_STATED GOAL_: According to the Rails admin thread, most of Puffer's functionality works out of the box with what?

_DOCUMENT SEGMENT_:

▼

Puffer - A Rails 3.1 Admin Interface - swink
https://github.com/puffer/puffer
======
gregwebs
Rails admins can be put into 2 categories- generators, and frameworks.
Generators give you ultimate control to change anything that was generated.
However, a generator works for only what you have at the time you run the
generator, and take a lot of work to adapt to changes and additions.
Frameworks adapt well to changes but limit your flexibility. They have their
own special API you have to learn, and the API will always be limited.

    
    
      * Generators - padrino admin, the many rails generators, ?
      * Frameworks - rails_admin, ActiveAdmin, admin_assistant
    

I like Puffer. I view it as exactly the same as admin_assistant, which has
more features. admin_assistant is designed for ActiveRecord though, and most
of the Puffer functionality works out of the box for Mongoid.

The reason to prefer admin_assistant or Puffer is additional flexibility.

▲

(Object pointing dataset records)
▼

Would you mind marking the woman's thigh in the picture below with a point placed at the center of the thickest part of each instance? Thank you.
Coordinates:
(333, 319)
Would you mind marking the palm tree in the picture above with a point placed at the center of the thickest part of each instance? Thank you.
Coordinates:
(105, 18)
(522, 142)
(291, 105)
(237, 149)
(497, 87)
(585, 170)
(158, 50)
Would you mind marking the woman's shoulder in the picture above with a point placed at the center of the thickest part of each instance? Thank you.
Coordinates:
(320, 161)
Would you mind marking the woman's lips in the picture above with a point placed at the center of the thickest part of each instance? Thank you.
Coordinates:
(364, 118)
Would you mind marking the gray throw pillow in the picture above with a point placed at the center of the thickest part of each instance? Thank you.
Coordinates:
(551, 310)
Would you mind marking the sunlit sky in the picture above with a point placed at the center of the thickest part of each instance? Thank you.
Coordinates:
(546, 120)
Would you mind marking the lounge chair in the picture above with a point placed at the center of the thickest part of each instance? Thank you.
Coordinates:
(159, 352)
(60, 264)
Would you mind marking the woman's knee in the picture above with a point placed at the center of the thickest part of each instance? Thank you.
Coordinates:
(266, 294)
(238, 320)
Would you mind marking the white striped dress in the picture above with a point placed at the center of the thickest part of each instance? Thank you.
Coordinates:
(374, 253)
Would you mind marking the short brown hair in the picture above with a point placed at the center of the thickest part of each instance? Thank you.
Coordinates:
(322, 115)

▲
▼

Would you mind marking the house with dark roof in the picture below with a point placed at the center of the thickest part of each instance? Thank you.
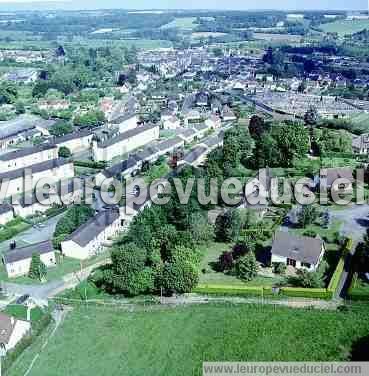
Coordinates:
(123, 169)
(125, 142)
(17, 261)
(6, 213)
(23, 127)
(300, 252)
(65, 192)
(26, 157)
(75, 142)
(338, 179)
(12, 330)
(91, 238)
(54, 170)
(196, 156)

▲

_RESULT OF THE TASK_: Mongoid